== Record set ==

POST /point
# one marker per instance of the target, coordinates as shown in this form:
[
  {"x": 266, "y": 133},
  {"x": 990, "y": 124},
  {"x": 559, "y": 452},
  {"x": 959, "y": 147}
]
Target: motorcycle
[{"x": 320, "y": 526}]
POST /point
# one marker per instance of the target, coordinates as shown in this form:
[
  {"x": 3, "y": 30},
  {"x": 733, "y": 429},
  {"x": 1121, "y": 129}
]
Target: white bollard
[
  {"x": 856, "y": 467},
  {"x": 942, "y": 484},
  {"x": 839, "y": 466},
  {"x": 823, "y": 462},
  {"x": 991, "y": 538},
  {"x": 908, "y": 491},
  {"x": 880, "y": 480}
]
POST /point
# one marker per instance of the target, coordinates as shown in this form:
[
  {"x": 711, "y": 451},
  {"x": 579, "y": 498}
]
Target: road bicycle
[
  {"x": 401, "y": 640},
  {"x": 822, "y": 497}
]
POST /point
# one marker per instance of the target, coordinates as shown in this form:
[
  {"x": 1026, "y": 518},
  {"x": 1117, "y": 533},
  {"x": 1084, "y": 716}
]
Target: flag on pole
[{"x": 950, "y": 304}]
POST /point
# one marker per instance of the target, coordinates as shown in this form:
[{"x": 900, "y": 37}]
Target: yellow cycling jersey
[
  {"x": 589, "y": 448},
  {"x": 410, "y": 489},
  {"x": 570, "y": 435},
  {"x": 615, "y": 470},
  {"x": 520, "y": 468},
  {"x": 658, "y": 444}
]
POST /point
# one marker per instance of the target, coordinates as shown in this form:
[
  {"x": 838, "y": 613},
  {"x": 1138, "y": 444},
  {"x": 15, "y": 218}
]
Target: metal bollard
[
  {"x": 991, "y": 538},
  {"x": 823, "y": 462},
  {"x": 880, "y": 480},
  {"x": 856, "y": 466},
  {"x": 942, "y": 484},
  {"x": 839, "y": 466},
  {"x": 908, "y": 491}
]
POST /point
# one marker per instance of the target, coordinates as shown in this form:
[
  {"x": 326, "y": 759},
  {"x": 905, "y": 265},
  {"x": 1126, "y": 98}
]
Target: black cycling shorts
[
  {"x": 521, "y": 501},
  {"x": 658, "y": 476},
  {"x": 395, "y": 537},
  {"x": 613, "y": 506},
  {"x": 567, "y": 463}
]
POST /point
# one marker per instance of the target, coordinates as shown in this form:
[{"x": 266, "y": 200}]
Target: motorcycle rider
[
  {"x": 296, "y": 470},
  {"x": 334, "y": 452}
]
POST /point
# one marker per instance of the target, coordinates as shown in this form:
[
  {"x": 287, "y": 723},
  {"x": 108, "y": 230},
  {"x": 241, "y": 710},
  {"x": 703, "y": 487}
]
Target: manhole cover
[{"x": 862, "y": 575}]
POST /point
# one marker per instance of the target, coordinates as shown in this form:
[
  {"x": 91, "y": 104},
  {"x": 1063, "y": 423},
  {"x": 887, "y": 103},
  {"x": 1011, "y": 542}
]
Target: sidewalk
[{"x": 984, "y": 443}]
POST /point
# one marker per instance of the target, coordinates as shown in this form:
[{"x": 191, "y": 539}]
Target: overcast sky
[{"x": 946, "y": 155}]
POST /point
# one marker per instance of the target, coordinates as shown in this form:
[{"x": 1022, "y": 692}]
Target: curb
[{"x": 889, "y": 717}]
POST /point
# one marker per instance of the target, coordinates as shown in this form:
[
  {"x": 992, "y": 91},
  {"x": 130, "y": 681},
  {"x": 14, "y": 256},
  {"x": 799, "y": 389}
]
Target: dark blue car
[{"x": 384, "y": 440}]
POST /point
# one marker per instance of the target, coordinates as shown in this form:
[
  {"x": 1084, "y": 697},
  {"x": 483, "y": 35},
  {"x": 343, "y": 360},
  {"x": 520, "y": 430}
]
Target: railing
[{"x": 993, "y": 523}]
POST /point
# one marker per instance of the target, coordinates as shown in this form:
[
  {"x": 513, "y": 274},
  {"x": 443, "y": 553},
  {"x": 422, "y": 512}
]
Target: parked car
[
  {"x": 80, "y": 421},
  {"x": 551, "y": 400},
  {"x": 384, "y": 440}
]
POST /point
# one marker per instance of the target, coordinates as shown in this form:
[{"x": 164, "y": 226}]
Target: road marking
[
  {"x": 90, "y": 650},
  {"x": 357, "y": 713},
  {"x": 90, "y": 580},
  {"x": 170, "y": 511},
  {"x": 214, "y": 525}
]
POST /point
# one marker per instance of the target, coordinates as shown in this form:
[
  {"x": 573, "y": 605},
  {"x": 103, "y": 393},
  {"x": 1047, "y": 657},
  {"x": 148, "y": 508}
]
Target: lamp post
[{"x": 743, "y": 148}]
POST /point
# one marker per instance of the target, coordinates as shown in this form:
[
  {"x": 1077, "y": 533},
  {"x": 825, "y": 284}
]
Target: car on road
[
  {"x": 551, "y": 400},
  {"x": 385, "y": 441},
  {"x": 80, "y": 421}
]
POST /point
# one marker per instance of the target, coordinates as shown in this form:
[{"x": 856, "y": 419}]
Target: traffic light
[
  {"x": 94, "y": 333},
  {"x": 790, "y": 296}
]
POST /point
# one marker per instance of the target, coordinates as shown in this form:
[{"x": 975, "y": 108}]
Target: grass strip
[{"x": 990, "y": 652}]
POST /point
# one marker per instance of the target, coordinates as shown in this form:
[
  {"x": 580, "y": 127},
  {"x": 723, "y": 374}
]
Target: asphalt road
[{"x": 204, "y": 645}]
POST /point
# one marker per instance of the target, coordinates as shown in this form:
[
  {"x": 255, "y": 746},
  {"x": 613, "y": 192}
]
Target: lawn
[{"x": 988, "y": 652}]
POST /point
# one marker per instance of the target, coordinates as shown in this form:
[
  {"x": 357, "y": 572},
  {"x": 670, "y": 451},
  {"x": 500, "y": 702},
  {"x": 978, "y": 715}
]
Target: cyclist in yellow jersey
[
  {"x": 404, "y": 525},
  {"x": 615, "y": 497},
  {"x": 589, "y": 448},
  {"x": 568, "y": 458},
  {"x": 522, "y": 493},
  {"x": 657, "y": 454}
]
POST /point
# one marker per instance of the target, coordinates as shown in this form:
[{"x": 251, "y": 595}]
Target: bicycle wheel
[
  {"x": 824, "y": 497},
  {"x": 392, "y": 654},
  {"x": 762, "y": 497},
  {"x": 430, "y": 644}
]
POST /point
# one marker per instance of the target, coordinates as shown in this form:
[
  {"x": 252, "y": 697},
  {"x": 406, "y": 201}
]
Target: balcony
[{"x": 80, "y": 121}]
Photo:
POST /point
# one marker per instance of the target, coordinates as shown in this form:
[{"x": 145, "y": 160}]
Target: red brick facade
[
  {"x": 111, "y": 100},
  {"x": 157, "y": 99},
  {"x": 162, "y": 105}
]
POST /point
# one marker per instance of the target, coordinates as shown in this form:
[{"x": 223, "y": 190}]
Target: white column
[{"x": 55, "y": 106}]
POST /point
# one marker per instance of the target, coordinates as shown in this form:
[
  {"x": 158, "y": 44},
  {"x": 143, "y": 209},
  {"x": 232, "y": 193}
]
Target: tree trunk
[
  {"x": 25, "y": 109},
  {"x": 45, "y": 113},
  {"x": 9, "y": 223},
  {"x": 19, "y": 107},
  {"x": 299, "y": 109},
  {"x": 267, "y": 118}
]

===

- _Exercise goal_
How many lines in the rows above contain the word "jersey"? Reply with the number alone.

- _Exercise result_
2